### Entries shown ###

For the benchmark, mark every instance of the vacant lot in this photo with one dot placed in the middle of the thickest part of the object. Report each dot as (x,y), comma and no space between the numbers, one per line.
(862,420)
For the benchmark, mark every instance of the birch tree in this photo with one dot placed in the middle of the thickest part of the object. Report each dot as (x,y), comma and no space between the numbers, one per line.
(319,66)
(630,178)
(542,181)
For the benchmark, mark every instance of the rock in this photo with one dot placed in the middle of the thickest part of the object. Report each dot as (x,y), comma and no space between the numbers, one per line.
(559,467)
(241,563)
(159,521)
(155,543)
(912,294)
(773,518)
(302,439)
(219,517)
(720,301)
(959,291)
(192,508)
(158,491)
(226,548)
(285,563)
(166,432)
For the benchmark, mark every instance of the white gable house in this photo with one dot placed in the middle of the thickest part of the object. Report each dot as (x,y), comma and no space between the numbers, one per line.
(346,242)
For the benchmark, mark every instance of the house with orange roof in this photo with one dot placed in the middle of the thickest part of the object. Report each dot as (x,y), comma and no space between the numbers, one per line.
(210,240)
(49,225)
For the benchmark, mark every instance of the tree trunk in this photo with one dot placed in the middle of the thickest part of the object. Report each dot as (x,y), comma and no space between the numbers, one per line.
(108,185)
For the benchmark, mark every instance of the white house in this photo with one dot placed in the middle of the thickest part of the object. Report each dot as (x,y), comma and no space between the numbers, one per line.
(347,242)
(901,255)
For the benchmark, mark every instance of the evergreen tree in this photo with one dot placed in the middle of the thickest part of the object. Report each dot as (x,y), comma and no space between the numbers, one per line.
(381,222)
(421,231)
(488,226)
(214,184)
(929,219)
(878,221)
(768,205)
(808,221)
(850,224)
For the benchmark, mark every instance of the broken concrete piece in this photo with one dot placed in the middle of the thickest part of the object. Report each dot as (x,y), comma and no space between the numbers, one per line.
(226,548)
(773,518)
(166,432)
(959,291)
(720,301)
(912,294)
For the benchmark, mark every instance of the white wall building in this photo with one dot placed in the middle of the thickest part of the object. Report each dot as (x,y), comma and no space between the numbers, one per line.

###

Written exercise: Turn all of the lines above into a Markdown table with the columns Row and Line. Put one line in each row with its number, and skip any blank lines.

The completed task:
| Row | Line |
|---|---|
| 1 | For the benchmark, mark every instance of the vacant lot in this photo with one dot placed in the middle of the thickest part of the object. Report each dot as (x,y), comma and no space between the numbers, one per line. |
| 2 | (862,420) |
| 3 | For the benchmark, mark every instance of the birch tree in this photo with one dot placed in the middle of the thickest part of the object. Report each dot as (x,y), comma and no space between the numbers, one per line. |
| 4 | (319,66) |
| 5 | (630,178) |
| 6 | (542,181) |
| 7 | For the benchmark, mark every instance of the rock in this photo with one dot placed in the middle of the thickest part of the object. Report each dot as (x,y), comma and no space between the numbers, one per line. |
| 8 | (559,467) |
| 9 | (241,563) |
| 10 | (159,521) |
| 11 | (155,543) |
| 12 | (912,294) |
| 13 | (773,518) |
| 14 | (302,439) |
| 15 | (219,517) |
| 16 | (720,301) |
| 17 | (959,291) |
| 18 | (192,508) |
| 19 | (158,491) |
| 20 | (226,548) |
| 21 | (285,563) |
| 22 | (166,432) |
| 23 | For the benchmark, mark every instance of the white gable house in this photo with one dot placed in the middle of the thickest part of the object. Report each dot as (x,y), comma and no space between the numbers, one per line. |
| 24 | (346,242) |
| 25 | For the benchmark, mark every instance of the house with orange roof in this photo with one dot placed in the middle of the thickest part of the object. Report each dot as (x,y), comma and no space between the numbers, one per line. |
| 26 | (210,240) |
| 27 | (49,225) |
| 28 | For the benchmark, mark every instance of the tree trunk in this photo with one dot placed in the middle of the thickest part of the object. Report each dot as (x,y), comma and no space between the numbers, one per line. |
| 29 | (108,185) |
| 30 | For the benchmark, mark every instance of the white house in this photo with one dot placed in the middle of the thickest part of the object. Report each dot as (x,y), comma and no space between the numbers, one per line. |
| 31 | (347,242) |
| 32 | (901,255) |
| 33 | For the benchmark, mark every instance of the evergreen tree in this photo with one dot placed in the middle of the thickest part of the object. Report each dot as (x,y), comma and no space between the numbers, one per line. |
| 34 | (381,222) |
| 35 | (421,231) |
| 36 | (488,226) |
| 37 | (214,184) |
| 38 | (929,219) |
| 39 | (878,221) |
| 40 | (768,205) |
| 41 | (808,221) |
| 42 | (850,224) |
| 43 | For the benchmark, mark every instance of the broken concrete piece in this photo with one dot placed in the middle of the thickest part of the object. Report each dot as (x,y), comma and no space between the numbers, one per line. |
| 44 | (226,548) |
| 45 | (773,518) |
| 46 | (166,432) |
| 47 | (959,291) |
| 48 | (720,301) |
| 49 | (912,294) |
| 50 | For the benchmark, mark every instance of the white wall building in this photo with one dot placed in the middle of the thickest part of the object. Report each dot as (x,y), comma and no space between the numbers, one per line. |